### KUTIPAN TEKS ###

Sabtu 27 Feb 2016 15:11 WIB

Kisah Perempuan Swedia yang Hidup dengan ISIS

Gerilyawan ISIS
Foto: EPA/Mohammed Jalil
Gerilyawan ISIS

REPUBLIKA.CO.ID, STOCKHOLM -- Marilyn Nevalainen baru berusia 15 tahun, dan hamil, ketika dia meninggalkan Swedia karena perekrutan kelompok garis keras. Meskipun dia tidak menyadari apa kesalahan yang telah dia buat sampai dia berada di Irak.

Dia putus asa dan menelepon ke rumah dari kubu ISIS di Mosul di Irak utara untuk meminta pertolongan, dan akhirnya diselamatkan oleh pasukan Kurdi. Pada Jumat (26/2), juru bicara Kementerian Luar Negeri Swedia, Veronica Nordlund, kepada AFP mengatakan Nevalainen, yang berasal dari kota Boras di bagian barat daya Swedia, telah "berkumpul kembali dengan keluarganya di Swedia".

Dia tiba di Stockholm pada Kamis (25/2) bersama orangtuanya, yang telah melakukan perjalanan ke Irak beberapa kali selama delapan bulan terakhir untuk mencoba membawanya pulang ke rumah, menurut surat kabar setempat, Boras Tidning.

Polisi mengatakan bahwa pacarnya, seorang Maroko yang mencapai Swedia tanpa pendamping tiga tahun lalu, telah meninggal. Pasukan Kurdi menyelamatkan perempuan itu dekat Mosul pada 17 Februari, menurut pernyataan dari Dewan Keamanan Kawasan Kurdistan.

###

=== SOAL LATIHAN 1 ===
Menurut artikel tentang perempuan Swedia ini, pada tanggal berapa pasukan Kurdi menyelamatkan Marilyn Nevalainen?
=== SOAL LATIHAN 2 ===
Tampilkan bagian artikel tentang perempuan Swedia ini tanpa perubahan, mulai dari "Dia putus asa" dan berakhir pada "Keamanan Kawasan Kurdistan.".

### DATA TERSEDIA ###

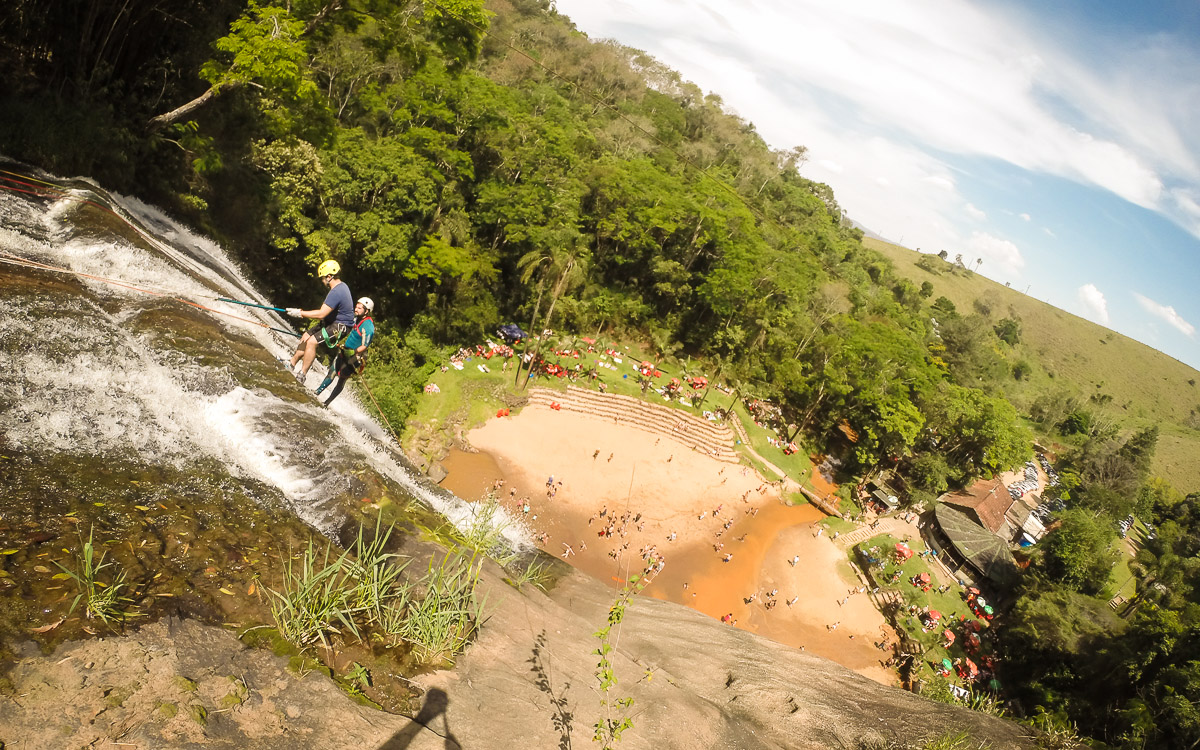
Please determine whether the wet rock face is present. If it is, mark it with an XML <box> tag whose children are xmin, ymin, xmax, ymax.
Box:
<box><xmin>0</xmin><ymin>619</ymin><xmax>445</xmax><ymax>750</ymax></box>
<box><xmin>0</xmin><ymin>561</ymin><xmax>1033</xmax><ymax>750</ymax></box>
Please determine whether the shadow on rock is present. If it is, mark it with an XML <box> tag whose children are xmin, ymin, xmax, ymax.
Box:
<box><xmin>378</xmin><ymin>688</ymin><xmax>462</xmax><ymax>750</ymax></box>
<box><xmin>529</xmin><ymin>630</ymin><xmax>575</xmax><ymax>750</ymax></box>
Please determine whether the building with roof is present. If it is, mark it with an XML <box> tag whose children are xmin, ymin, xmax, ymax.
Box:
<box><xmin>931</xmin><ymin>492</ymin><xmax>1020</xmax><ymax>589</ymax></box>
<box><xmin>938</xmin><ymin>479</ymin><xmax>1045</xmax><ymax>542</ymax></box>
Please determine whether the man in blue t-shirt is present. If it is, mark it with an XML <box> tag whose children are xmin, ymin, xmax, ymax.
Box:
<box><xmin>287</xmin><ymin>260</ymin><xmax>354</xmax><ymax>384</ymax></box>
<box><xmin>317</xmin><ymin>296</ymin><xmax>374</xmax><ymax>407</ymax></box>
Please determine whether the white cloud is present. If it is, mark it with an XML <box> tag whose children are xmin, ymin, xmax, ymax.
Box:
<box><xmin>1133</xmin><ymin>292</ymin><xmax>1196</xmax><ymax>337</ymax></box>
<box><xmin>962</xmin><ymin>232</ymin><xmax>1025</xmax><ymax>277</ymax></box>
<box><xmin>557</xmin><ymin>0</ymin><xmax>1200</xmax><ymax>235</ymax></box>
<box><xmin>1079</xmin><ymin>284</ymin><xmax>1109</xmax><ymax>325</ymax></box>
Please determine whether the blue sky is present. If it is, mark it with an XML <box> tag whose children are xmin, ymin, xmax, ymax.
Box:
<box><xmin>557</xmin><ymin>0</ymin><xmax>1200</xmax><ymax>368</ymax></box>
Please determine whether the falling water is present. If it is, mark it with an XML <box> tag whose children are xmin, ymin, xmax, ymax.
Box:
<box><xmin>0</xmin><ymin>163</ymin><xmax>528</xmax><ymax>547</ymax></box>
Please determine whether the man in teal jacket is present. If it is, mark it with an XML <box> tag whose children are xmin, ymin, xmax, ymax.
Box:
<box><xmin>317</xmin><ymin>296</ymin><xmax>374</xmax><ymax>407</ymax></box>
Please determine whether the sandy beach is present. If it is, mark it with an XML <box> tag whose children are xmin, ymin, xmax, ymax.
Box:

###

=== PENYELESAIAN SOAL 1 ===
Pada 17 Februari.

=== PENYELESAIAN SOAL 2 ===
Dia putus asa dan menelepon ke rumah dari kubu ISIS di Mosul di Irak utara untuk meminta pertolongan, dan akhirnya diselamatkan oleh pasukan Kurdi. Pada Jumat (26/2), juru bicara Kementerian Luar Negeri Swedia, Veronica Nordlund, kepada AFP mengatakan Nevalainen, yang berasal dari kota Boras di bagian barat daya Swedia, telah "berkumpul kembali dengan keluarganya di Swedia".

Dia tiba di Stockholm pada Kamis (25/2) bersama orangtuanya, yang telah melakukan perjalanan ke Irak beberapa kali selama delapan bulan terakhir untuk mencoba membawanya pulang ke rumah, menurut surat kabar setempat, Boras Tidning.

Polisi mengatakan bahwa pacarnya, seorang Maroko yang mencapai Swedia tanpa pendamping tiga tahun lalu, telah meninggal. Pasukan Kurdi menyelamatkan perempuan itu dekat Mosul pada 17 Februari, menurut pernyataan dari Dewan Keamanan Kawasan Kurdistan.